__Short exercise__: Each line that follows should be printed again exactly as it stands.

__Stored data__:
+---+
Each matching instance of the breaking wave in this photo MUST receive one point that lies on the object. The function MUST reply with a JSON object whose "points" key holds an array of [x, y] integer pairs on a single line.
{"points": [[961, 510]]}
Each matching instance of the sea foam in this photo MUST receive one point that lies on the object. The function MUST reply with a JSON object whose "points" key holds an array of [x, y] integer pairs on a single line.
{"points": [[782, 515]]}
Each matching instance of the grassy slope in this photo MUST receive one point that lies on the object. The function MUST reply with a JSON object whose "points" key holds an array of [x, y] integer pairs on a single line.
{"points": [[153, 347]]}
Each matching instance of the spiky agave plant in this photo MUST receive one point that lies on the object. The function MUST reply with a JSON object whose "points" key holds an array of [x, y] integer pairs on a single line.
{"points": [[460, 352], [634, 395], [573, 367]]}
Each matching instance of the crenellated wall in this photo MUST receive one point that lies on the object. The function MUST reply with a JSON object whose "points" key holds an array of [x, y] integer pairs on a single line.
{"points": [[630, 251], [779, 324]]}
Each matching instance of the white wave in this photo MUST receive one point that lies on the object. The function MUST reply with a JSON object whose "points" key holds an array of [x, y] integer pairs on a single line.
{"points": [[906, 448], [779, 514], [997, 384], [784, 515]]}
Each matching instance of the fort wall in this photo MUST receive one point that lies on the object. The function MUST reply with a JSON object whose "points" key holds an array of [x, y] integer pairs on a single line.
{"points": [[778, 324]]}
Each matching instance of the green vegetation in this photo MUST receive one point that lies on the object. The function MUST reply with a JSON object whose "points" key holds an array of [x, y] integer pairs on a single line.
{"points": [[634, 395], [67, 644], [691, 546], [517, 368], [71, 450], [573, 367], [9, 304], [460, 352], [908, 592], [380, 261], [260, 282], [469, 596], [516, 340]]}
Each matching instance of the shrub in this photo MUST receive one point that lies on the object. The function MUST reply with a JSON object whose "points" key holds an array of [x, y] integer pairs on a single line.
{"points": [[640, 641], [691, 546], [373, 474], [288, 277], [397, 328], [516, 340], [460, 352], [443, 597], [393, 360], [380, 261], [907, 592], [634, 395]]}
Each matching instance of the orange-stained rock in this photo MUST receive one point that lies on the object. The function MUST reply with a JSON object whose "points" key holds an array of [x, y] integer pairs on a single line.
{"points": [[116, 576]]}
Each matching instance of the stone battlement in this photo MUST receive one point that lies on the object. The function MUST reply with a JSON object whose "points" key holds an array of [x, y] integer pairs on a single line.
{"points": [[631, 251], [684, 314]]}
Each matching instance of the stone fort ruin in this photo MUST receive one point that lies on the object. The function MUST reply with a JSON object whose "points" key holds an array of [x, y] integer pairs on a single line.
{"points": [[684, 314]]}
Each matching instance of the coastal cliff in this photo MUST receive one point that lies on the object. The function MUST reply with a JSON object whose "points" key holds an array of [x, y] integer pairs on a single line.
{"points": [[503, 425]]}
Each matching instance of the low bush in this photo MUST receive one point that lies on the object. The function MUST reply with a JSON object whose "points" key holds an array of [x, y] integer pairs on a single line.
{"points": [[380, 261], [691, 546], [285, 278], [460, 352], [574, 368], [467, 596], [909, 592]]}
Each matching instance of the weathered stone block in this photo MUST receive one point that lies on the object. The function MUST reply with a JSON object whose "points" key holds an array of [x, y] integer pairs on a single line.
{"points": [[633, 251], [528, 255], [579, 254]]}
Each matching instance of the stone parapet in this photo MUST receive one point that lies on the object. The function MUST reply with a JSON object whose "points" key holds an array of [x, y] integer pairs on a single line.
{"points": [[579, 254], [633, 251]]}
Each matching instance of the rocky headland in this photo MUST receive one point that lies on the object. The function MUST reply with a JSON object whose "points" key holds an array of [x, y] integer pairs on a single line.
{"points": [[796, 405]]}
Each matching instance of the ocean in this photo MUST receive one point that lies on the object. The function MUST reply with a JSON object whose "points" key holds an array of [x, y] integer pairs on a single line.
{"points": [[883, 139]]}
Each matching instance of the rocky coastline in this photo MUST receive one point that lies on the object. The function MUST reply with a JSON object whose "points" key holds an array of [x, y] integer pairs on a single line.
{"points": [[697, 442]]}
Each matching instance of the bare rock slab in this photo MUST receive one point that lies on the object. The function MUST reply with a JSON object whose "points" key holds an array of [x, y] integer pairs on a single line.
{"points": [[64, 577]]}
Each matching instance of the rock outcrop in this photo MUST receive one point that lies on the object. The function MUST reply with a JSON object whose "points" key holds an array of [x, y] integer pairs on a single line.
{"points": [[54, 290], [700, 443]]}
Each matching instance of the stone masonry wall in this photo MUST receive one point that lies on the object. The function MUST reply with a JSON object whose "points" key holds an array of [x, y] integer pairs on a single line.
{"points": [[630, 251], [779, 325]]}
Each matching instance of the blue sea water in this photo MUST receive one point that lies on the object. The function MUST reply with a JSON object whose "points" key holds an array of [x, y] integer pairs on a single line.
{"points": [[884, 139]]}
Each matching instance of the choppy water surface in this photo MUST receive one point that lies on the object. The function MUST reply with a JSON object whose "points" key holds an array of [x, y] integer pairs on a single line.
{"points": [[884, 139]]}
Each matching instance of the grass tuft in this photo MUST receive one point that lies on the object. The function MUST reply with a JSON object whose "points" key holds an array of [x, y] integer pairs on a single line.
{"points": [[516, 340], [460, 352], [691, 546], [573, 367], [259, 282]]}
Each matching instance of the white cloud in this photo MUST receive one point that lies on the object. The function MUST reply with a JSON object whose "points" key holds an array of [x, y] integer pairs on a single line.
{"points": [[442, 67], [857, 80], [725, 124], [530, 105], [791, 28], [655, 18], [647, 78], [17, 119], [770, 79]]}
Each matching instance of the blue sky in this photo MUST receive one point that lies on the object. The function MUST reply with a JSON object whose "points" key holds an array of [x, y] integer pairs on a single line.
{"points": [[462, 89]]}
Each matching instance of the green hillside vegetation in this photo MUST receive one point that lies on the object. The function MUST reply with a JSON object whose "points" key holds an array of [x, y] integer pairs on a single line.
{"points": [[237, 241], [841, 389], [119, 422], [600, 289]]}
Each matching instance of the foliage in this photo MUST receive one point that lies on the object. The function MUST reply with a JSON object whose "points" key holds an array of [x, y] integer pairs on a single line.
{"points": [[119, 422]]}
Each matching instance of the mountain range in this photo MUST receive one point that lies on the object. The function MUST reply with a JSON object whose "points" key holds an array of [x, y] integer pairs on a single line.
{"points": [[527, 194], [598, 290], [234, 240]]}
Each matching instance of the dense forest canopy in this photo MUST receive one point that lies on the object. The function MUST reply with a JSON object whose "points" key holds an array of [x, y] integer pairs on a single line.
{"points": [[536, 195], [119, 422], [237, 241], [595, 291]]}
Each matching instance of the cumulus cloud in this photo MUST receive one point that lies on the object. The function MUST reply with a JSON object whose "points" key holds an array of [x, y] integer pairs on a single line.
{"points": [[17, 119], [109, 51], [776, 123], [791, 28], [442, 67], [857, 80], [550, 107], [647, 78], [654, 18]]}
+---+
__Exercise answer__:
Each matching instance of the breaking wave in this photo MUST receive one point that lies on the object. The function MUST reply with a JSON object whose "points" key holds an array of [x, y] integer pairs on a single line.
{"points": [[961, 510]]}
Each matching instance of the sea foam in this photo MUST receive one point that lies on the object. The function MUST reply with a JSON object whose "points" key holds an array of [x, y] integer pairs on a single line.
{"points": [[782, 515]]}
Each matching instance of the grassy slope in this photo MUST receive one point that lies on the object. The function MUST reply with a JSON object whose "points" key holds an array of [x, y] integer pairs on a single line.
{"points": [[153, 347]]}
Each matching instance of the spiky agave plant in this photo MUST receive one point that lies on the object. The function MUST reply with a JSON object whose "points" key holds an array of [x, y] integer pairs on a single line.
{"points": [[460, 352], [634, 395], [573, 367]]}
Each matching instance of the crenellated wall in this photo MUST receive one point that lies on the object. The function MUST reply with a JSON object whose "points" key holds an array of [x, y] integer pairs on a single line.
{"points": [[630, 251], [779, 324]]}
Each matching instance of the white wave in this photo MUST receive one point that lies on the object. The function MUST reply with a JSON object whose "points" key holds an array of [x, y] integer pairs on a single line.
{"points": [[906, 448], [779, 514], [997, 384], [784, 515]]}
Each matching instance of the fort wall in this photo MUST receive one point that lies on the object. The function MUST reply with a JSON object whose "points" key holds an array of [x, y] integer pairs on a single line.
{"points": [[778, 324]]}
Each matching instance of the green vegetation in this photo MUST receive one point that lies on the object. The function MUST reply with a JSON object whose "points" key holds an array of [x, y] integer pairs on a single line.
{"points": [[634, 395], [67, 644], [691, 546], [517, 368], [71, 450], [573, 367], [9, 304], [460, 352], [908, 592], [380, 261], [260, 282], [469, 596], [516, 340]]}
Each matching instance of the shrub in this photo MUST receive one point that lies on the object. The function MUST reply with a JSON object whose "points" key holds an array of [x, y] integer pairs on a single line.
{"points": [[640, 641], [691, 546], [373, 474], [288, 277], [397, 328], [516, 340], [460, 352], [443, 597], [393, 360], [380, 261], [907, 592], [634, 395]]}
Each matching instance of the orange-stained rock in this photo MUST receive one point that lies on the object. The function MUST reply with a JSON object whose "points" key holds an array of [x, y] integer pairs on a single line.
{"points": [[116, 576]]}
Each matching instance of the stone battlement in this photo MUST receive one point that lies on the object. The function MUST reply with a JSON object whose "points" key holds an array of [x, y] integer pairs on a single line.
{"points": [[631, 251], [684, 314]]}
Each matching instance of the stone fort ruin in this photo MUST receive one point that lies on the object. The function MUST reply with a JSON object whose "points" key holds an array of [x, y] integer pairs on a single line.
{"points": [[684, 314]]}
Each matching instance of the coastal cliff in this photo MUST receive one point that lies on the object. The function MUST reply with a JSON object whose "points" key holds an array of [x, y] integer pairs on a single line.
{"points": [[503, 425]]}
Each matching instance of the low bush in this photo MUST receive one point that lies on the object. The function MUST reply with a JSON object whose "points" key holds an array of [x, y] integer pairs on a single line.
{"points": [[380, 261], [691, 546], [285, 278], [460, 352], [574, 368], [467, 596], [909, 592]]}
Each matching instance of the weathered stone block in this photo MUST receive one point that lies on the object. The function MUST reply with a JSON object whose "points" key holds an array of [x, y] integer pairs on a single line.
{"points": [[633, 251], [528, 255], [579, 254]]}
Each matching instance of the stone parapet in this photo MUST receive one point that lies on the object. The function MUST reply with a JSON object whose "points" key holds an array of [x, y] integer pairs on a single line.
{"points": [[579, 254], [633, 251]]}
Each matching instance of the rocky headland in this photo MUST receive one point that lies on the object. The function MUST reply with a JSON object whose "points" key holds an array of [x, y] integer pairs on a single line.
{"points": [[796, 405]]}
Each matching instance of the ocean in this photo MUST receive one point that lies on the object. The function MUST reply with a JSON object whose "points" key holds an array of [x, y] integer pairs on a single line.
{"points": [[883, 139]]}
Each matching instance of the rocky coastline in this photo MUST receive one point that lies on the object. The function MUST reply with a JSON object whose "points" key holds an array of [x, y] integer pairs on a single line.
{"points": [[697, 442]]}
Each matching instance of the bare rock slab in this photo MUST receive one point that lies on the object. The function MUST reply with a JSON object whose "points" key holds an array of [x, y] integer pairs on a single line.
{"points": [[64, 577]]}
Each matching instance of the rock outcrop in this photo MUST receive one point that lies on the object. The function MUST reply with a JSON object whose "points" key holds an array of [x, y] integer pairs on a single line.
{"points": [[54, 290], [700, 443]]}
Each matching instance of the stone masonry wall in this photo MUST receive one point that lies on the object. The function MUST reply with a JSON object whose "points" key holds an array of [x, y] integer pairs on a single line.
{"points": [[630, 251], [779, 325]]}
Each matching instance of the blue sea water in this photo MUST receive one point that lies on the object. The function MUST reply with a JSON object whose "points" key holds an array of [x, y] integer pairs on a single line.
{"points": [[884, 139]]}
Each matching instance of the choppy water surface in this photo MUST receive one point that lies on the object. The function MUST reply with a JSON object whose "points" key holds an array of [x, y] integer pairs on a single line.
{"points": [[884, 139]]}
Each matching instance of the grass tuft in this photo MUST receive one point that lies on the object. The function MUST reply with a JSON object whose "points" key holds an array of [x, y] integer pairs on a single line.
{"points": [[516, 340], [460, 352], [691, 546], [573, 367], [259, 282]]}
Each matching instance of the white cloud in this photo MUST receive one point that lies on the object. The function MUST reply with a JSON object whose "points" key holds an array of [x, y] integer pairs on a single line.
{"points": [[442, 67], [857, 80], [725, 124], [530, 105], [791, 28], [655, 18], [647, 78], [17, 119], [770, 79]]}
Each matching instance of the blue sky in this photo MUST receive one point that lies on the object. The function MUST reply with a JSON object whose "points" key holds an array of [x, y] integer pairs on a single line.
{"points": [[462, 89]]}
Each matching instance of the green hillside vegetation in this photo MUST receive one point that lies on the object. The function MUST reply with a JSON object whose "points" key holds an array of [x, y] integer pairs on a single line.
{"points": [[237, 241], [841, 389], [119, 422], [600, 289]]}
Each matching instance of the foliage in this photo MUST receive one point that lies on the object. The function MUST reply with a JSON object whose "points" key holds an array of [x, y] integer pairs on a single line.
{"points": [[119, 422]]}
Each matching instance of the mountain range in this photo MUST receive one point that lies on the object. The function MUST reply with a JSON object whose "points" key holds an array of [x, y] integer pairs on a single line.
{"points": [[527, 194], [598, 290], [234, 240]]}
Each matching instance of the dense forest canopy in this photo MUST receive one point that lies on the object. The function MUST reply with a JSON object whose "points" key holds an array of [x, y] integer pairs on a single line.
{"points": [[536, 195], [119, 422], [237, 241], [595, 291]]}
Each matching instance of the cumulus cloud in this photo MUST receive one point that lies on the object. The function MUST reply with a JSON object whose "points" key holds an array of [x, y] integer pairs on a single line.
{"points": [[17, 119], [109, 51], [776, 123], [791, 28], [442, 67], [857, 80], [550, 107], [647, 78], [654, 18]]}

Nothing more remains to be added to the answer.